* **AIM OF THE TASK**: Extract every line of the items below that contains the string "support", treating uppercase and lowercase letters as distinct.
··· DATA FOR THIS EXERCISE
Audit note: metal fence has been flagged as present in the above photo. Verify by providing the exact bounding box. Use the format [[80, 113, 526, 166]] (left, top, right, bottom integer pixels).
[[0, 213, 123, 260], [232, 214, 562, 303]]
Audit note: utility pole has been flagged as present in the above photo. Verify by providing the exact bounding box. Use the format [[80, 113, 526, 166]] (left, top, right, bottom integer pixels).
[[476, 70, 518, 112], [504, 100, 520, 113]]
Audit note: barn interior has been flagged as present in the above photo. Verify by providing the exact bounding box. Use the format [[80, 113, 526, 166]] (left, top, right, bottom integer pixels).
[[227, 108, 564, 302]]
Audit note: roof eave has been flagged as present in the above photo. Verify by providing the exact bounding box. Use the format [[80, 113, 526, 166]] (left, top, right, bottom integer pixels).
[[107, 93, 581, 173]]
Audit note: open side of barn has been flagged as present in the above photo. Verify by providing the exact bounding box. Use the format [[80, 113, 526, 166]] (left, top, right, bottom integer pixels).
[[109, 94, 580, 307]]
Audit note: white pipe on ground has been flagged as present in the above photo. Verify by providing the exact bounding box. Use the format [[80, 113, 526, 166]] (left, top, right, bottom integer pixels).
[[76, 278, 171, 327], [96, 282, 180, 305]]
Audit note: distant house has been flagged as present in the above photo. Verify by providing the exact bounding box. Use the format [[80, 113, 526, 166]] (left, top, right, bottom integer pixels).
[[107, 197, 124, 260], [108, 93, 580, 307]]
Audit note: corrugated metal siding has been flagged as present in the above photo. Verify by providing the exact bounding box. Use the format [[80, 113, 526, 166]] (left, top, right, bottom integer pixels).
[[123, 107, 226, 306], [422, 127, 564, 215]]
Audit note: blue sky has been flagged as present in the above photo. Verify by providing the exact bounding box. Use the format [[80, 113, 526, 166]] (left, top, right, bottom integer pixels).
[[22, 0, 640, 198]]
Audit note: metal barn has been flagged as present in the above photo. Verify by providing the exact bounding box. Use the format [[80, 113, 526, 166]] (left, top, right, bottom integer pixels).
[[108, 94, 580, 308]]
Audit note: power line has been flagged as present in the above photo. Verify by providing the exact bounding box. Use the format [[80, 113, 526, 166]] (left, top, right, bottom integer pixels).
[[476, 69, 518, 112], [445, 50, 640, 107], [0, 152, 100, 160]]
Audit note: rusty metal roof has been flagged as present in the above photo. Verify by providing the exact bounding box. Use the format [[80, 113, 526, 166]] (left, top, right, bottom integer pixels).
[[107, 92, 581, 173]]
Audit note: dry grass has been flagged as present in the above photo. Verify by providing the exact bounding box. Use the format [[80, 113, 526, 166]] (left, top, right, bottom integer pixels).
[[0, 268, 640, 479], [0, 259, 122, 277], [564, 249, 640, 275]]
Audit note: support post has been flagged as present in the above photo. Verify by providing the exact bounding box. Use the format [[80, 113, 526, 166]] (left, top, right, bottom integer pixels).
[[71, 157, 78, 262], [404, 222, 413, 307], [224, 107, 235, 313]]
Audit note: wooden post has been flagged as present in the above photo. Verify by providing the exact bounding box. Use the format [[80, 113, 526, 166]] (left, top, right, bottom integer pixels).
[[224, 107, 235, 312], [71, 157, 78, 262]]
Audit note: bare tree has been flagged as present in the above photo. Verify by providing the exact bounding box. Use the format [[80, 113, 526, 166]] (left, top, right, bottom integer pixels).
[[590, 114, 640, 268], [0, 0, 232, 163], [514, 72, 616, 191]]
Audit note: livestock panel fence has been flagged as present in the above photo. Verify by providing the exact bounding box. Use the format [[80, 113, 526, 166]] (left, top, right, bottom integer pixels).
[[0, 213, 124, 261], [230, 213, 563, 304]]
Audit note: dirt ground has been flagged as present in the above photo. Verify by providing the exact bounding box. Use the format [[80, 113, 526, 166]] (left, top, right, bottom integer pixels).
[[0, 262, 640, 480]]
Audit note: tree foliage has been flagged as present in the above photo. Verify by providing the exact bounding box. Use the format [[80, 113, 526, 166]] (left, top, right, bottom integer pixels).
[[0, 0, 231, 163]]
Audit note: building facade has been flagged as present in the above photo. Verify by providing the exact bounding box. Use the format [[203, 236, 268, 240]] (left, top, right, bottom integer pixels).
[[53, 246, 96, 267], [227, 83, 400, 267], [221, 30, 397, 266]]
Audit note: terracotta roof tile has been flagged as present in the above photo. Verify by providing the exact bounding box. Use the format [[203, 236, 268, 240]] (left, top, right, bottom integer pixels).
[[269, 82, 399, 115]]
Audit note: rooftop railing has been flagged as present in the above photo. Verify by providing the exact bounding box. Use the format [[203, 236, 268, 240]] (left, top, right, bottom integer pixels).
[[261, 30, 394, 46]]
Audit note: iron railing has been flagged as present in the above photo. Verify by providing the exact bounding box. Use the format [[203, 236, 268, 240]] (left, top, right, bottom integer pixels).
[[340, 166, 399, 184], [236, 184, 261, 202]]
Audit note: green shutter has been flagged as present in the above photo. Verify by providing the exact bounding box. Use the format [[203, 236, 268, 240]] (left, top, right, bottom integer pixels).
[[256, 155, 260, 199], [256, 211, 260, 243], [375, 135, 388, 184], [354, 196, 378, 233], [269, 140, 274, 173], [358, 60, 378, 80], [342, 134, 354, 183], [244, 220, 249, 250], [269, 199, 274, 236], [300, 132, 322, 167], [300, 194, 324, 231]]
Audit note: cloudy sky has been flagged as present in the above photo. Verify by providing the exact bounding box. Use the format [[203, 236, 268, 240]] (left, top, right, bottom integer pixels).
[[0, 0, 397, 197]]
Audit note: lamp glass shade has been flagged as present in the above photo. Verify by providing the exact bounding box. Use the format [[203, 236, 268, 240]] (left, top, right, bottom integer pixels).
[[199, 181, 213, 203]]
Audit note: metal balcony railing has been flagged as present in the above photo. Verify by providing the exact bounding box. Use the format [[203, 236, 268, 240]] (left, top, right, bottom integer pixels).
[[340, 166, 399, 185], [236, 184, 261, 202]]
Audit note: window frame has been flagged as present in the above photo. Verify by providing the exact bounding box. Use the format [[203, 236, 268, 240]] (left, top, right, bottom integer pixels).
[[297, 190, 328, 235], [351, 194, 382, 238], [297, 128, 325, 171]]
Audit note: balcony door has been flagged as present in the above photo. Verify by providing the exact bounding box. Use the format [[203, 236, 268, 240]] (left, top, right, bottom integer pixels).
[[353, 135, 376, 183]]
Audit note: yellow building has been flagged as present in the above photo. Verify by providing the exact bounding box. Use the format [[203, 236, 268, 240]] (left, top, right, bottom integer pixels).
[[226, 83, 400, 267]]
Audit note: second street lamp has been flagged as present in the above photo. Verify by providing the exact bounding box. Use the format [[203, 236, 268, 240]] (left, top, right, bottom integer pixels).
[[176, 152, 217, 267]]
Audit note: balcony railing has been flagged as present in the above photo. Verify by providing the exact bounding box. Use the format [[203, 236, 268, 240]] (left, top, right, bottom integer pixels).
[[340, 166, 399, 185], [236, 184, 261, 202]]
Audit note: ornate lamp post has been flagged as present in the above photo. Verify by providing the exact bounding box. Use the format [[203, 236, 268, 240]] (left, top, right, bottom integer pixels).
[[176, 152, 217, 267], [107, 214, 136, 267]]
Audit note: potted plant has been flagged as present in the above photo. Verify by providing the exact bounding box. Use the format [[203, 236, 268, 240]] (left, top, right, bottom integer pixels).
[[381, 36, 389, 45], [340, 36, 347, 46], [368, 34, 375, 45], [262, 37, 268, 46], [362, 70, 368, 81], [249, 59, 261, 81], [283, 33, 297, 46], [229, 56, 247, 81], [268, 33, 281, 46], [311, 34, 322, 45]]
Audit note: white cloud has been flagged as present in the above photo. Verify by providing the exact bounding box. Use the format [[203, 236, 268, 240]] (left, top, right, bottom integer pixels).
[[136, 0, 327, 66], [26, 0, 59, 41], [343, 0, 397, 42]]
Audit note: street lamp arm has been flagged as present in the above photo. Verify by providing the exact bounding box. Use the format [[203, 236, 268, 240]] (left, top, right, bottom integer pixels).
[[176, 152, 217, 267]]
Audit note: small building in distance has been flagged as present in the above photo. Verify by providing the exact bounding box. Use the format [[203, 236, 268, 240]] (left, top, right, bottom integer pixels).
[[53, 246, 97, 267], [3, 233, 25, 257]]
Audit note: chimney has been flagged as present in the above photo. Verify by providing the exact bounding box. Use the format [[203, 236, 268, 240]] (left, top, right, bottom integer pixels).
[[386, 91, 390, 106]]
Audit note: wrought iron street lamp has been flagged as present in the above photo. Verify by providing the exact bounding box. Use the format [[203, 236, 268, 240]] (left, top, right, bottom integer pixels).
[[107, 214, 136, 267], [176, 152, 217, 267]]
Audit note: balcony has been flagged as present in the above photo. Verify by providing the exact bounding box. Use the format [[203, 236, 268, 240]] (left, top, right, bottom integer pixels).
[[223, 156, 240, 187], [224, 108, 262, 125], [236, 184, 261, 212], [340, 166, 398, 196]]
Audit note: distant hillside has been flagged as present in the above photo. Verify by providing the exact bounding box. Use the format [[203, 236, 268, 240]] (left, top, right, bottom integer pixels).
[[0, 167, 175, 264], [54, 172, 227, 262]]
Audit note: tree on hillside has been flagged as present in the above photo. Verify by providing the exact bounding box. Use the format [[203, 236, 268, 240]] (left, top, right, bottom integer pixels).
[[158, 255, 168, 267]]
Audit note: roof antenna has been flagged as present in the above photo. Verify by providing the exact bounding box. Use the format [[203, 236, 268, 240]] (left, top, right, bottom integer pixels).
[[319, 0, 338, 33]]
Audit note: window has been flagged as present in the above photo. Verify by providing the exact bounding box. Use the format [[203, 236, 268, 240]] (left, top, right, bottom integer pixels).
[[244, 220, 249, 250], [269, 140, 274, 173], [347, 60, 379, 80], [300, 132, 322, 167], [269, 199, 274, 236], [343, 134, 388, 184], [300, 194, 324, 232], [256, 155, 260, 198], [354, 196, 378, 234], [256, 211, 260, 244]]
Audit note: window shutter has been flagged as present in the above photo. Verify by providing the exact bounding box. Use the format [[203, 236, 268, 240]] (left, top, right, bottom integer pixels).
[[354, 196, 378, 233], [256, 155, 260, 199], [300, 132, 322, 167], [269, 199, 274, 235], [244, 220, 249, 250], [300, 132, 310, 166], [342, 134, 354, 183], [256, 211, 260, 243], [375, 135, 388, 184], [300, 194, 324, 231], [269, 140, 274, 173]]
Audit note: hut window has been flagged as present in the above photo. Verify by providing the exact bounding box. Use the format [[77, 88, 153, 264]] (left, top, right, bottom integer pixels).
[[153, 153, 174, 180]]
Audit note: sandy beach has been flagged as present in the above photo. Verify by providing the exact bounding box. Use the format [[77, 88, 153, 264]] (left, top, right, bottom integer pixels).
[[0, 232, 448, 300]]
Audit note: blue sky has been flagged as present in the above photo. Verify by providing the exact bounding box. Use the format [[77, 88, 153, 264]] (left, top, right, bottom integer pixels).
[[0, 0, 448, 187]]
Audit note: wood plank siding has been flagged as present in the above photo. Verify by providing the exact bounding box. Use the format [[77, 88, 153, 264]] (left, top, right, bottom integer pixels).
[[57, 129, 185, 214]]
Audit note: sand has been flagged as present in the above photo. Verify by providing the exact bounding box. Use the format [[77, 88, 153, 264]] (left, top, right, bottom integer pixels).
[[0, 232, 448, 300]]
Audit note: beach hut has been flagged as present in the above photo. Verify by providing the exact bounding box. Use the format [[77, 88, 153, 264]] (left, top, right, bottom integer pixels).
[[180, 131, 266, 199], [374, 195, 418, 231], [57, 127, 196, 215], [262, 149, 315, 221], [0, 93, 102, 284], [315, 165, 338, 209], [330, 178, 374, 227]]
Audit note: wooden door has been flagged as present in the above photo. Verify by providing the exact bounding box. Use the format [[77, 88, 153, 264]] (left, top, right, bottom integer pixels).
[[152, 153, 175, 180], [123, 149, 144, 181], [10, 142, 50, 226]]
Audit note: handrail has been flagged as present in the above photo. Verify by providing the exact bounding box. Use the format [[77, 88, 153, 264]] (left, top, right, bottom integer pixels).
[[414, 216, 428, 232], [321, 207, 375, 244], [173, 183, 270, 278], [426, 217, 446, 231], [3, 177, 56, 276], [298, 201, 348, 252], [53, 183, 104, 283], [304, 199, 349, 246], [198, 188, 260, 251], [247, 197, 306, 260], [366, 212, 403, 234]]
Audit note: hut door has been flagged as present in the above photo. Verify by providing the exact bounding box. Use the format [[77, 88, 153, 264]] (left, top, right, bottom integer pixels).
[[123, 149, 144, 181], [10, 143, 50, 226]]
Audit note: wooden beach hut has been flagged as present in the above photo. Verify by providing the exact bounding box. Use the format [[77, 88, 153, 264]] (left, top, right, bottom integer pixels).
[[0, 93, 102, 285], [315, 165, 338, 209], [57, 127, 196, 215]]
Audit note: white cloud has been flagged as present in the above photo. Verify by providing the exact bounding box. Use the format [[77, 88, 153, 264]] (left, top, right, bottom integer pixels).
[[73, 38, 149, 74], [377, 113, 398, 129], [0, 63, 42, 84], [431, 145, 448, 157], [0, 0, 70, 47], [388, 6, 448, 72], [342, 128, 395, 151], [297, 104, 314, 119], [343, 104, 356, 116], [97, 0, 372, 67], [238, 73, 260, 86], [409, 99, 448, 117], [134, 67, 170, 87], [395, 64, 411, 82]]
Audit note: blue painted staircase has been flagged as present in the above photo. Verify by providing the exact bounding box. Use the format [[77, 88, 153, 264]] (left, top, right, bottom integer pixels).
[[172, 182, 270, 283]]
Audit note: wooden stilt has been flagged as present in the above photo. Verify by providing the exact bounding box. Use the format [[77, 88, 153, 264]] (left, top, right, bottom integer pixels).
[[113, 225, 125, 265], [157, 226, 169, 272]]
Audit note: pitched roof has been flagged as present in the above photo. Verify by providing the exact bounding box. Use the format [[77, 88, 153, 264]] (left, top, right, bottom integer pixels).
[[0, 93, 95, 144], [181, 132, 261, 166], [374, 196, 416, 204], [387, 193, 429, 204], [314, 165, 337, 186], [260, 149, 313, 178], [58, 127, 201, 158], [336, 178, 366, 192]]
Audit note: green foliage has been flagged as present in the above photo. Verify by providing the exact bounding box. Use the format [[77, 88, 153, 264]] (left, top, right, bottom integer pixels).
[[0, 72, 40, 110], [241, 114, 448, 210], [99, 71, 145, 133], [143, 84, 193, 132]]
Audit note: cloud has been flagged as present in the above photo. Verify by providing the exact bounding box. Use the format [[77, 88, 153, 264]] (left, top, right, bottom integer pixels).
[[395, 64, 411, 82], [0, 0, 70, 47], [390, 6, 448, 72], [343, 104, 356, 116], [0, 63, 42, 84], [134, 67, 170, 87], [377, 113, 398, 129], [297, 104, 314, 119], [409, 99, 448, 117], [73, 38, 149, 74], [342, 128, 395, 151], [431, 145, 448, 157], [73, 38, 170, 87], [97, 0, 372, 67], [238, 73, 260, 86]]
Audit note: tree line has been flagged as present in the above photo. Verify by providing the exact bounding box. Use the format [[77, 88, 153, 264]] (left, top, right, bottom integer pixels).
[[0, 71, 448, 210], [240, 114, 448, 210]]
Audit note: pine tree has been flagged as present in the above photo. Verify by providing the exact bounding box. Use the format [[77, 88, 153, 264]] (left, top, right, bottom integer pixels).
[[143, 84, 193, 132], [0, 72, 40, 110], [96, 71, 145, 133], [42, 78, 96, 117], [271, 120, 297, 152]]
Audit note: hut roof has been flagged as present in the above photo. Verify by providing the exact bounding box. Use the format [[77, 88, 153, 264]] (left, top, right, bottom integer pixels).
······
* **ANSWER TO THE PROBLEM**:
Audit note: support post has been flagged as present in the above photo. Verify by providing the exact bounding box. Use the format [[80, 113, 526, 166]] (left, top, right, bottom integer pixels).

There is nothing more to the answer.